(材料探究):
- a) 这则学术报告通知里，冒号前列出了哪些栏目名称？请全部列出。
- b) 按照这则学术报告通知，报告在什么地点举行？
- c) 请接着这则学术报告通知的末尾往下续写。

(文本节选):
........

活动时间:11月18日10:00-11:30
活动地点:统计学院资料室
报告题目:Graph-based semi-supervised learning with nonignorable nonresponses
主讲人:周帆
报告摘要:Graph-based semi-supervised learning is very important for many classification tasks, but most existing methods assume that all labelled nodes are randomly sampled. With the presence of nonignorable nonresponse, ignoring all missing nodes can lead to significant estimation bias and handicap the classifiers. To solve this issue, we propose a Graph-based joint model with Nonignorable Missingness (GNM) and develop an imputation and inverse probability weighting estimation approach. We further use graphical neural networks to model nonlinear link functions and then use a gradient descent (GD) algorithm to estimate all the parameters of GNM. We prove the identifiability of the GNM model and validate their predictive performance in both simulations and real data analysis through comparing with models ignoring or misspecifying the missingness mechanism.

........

已存记录
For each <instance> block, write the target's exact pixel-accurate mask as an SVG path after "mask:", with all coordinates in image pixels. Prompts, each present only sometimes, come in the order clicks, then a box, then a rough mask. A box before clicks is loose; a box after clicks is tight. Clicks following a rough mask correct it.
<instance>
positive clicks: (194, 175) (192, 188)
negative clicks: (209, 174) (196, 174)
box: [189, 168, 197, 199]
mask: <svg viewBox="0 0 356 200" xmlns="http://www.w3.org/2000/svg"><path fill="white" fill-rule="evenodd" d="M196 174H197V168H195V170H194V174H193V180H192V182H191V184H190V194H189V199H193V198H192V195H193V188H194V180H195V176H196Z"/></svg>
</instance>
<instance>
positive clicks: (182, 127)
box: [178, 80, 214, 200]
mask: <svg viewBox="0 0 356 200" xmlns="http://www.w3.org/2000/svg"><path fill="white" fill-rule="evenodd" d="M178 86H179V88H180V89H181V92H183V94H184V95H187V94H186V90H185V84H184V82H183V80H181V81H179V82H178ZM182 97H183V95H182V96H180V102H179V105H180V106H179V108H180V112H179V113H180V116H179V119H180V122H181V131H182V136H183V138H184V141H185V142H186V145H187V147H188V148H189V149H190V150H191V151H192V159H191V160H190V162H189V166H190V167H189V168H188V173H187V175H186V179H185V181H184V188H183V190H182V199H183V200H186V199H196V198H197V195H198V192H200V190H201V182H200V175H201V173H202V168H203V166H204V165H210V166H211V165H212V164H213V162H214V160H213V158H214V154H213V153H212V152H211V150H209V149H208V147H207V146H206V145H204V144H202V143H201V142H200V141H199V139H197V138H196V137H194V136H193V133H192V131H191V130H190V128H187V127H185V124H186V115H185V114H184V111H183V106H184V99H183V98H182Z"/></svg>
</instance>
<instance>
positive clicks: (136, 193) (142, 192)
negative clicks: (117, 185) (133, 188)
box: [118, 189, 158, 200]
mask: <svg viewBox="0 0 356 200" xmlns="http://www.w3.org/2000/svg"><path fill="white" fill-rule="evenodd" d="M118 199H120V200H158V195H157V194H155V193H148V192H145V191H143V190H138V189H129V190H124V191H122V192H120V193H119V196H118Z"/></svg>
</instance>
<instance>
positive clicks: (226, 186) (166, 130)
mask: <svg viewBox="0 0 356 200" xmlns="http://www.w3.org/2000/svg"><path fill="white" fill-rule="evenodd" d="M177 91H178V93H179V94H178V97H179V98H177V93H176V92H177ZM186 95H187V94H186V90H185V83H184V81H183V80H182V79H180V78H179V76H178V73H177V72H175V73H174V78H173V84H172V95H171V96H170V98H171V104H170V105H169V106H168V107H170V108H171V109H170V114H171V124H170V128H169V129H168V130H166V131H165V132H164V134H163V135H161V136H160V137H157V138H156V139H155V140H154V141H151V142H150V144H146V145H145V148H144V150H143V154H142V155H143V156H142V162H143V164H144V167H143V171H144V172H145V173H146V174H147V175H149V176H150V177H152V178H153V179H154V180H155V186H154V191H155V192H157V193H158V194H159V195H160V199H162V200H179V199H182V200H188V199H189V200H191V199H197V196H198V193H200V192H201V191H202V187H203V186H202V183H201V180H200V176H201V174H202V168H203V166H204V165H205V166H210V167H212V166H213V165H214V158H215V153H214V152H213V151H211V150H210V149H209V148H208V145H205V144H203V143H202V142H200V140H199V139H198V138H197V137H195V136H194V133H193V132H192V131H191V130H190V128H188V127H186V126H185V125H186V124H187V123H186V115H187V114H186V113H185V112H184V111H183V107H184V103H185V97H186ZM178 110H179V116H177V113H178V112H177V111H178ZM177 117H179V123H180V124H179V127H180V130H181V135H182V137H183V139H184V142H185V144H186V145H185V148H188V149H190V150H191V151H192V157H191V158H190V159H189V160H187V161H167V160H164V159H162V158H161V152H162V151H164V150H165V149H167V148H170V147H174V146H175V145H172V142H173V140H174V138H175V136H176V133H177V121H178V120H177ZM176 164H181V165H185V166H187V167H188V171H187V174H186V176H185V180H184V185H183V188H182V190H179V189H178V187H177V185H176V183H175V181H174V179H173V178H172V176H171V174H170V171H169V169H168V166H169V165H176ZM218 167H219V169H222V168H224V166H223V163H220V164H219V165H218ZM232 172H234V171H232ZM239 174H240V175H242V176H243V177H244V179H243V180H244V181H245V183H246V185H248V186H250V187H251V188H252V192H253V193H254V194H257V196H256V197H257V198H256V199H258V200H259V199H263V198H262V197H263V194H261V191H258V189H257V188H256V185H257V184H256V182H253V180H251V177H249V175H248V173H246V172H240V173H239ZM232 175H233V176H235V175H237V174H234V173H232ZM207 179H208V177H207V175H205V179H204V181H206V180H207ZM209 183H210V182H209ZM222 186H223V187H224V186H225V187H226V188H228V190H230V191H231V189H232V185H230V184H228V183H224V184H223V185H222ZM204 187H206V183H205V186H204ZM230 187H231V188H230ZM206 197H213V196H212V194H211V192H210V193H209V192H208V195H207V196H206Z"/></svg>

........

(练习答案):
- a) 活动时间、活动地点、报告题目、主讲人、报告摘要

- b) 统计学院资料室。

- c)
报告人简介:周帆博士, 美国北卡罗纳大学教堂山分校生物统计博士毕业,师从朱宏图教授,现为上海财经大学统计与管理学院常任轨助理教授。周帆博士的研究方向包括计算机视觉,动态时空系统,缺失数据和统计基因学,在Nature Genetics, Biometrics, NeuroImage, Bioinformatics等国际著名杂志发表了多篇相关学术论文。周帆博士的近期主要研究兴趣为传统统计学方法在深度学习和人工智能上的应用,相关成果被顶级国际人工智能和计算机视觉会议NeurIPS, MICCAI, ISBI接收。此外,周帆博士还担任多家国内著名科技公司包括滴滴出行等的学术顾问,并获得了ICSA(泛华统计协会)New Researcher Awards, NeurIPS travel award等国际奖项。